• Task directions:
Reproduce all the records word for word. Omit images.

Referring expression pointing data
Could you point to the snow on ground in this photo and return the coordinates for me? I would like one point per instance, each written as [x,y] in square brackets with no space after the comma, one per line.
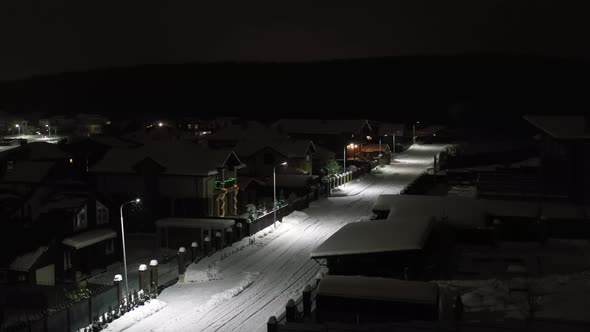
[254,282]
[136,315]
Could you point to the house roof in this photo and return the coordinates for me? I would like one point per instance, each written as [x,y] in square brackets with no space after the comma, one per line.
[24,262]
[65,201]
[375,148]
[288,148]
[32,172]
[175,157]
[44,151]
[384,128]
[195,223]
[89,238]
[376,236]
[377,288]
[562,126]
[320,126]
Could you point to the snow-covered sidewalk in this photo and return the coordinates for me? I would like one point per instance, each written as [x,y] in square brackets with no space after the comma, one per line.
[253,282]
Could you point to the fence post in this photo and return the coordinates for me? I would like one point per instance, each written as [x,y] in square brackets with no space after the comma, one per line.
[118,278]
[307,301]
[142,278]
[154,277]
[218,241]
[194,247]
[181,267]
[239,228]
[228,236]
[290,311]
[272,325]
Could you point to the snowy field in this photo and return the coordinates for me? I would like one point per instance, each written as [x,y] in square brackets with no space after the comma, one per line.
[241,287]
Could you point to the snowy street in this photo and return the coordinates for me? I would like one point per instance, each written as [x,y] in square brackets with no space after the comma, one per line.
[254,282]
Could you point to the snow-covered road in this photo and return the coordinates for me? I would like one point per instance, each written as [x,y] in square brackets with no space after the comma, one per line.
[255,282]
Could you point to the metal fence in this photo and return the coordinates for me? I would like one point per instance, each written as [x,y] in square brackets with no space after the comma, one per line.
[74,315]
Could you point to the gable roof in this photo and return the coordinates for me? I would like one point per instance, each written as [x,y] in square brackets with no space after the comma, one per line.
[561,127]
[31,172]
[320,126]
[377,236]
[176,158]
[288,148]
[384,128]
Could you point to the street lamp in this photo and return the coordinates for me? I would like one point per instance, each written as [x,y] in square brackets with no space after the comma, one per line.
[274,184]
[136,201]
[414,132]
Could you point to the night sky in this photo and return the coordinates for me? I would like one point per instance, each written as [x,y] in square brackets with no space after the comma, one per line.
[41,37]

• Answer for the task:
Could you point to the snow on ground in this photo and return the coordinates for me? I would like one point per instance, each written as [x,y] in square brackets with no space after the comma, one per line.
[254,282]
[136,315]
Could you point to the house roof in this photo and return the coordinates for me? I would like one point per instance, each written as [x,y] in square brackets with no space after the comma, one per line.
[24,262]
[65,201]
[375,148]
[288,148]
[32,172]
[175,157]
[44,151]
[384,128]
[195,223]
[89,238]
[376,236]
[377,288]
[562,126]
[320,126]
Could you point to the snow-covered sidewalk in this photo and return the coordinates for me? I would like one point per instance, each written as [x,y] in square brackets with no space after the comma, one per line.
[253,282]
Could you point to the fence post in this photo and return the coordinates for me? I would like one point per instance, each written as [x,y] in square brackets with no space after the comma, one per line.
[118,278]
[307,301]
[142,278]
[154,277]
[218,241]
[194,247]
[181,267]
[239,228]
[228,236]
[290,311]
[272,325]
Could you point to the snowy field in this photo and return the coordinates for me? I would like one point per instance, each written as [x,y] in square brackets with no space after the comma, one per line.
[241,287]
Could you point to the snowy street in this photo and return the coordinates for me? I would like one point per instance, each written as [x,y] in square brackets with no space after the comma, one per line.
[254,282]
Could you point to the snow-covered road in this photo and return the coordinates for me? I would like one point per instance, each written as [x,y] in square brackets with no space after the comma, one per line.
[255,282]
Could you point to the metal fence in this photo and return the coordinates for me? I would like one point per instance, each written as [x,y] in square brackets with no space after the comma, one per line.
[74,315]
Could you point to the gable roof in this photo and return the coordinates for me? I would like one point per instance, each written as [x,y] in square brackets with no space after the comma, one per line.
[561,127]
[31,172]
[320,126]
[377,236]
[176,158]
[288,148]
[384,128]
Could you point to the street lamp in this photo and return the coordinates for me? I would like one point per instance, each written as [x,y] in square brackets with no space after the comma, one per line.
[274,184]
[136,201]
[414,132]
Could you point to the night sky in this photo and return the coordinates for me? I would like one point per instance, each written as [x,y] in square brackets with no space after the comma, one per line.
[41,37]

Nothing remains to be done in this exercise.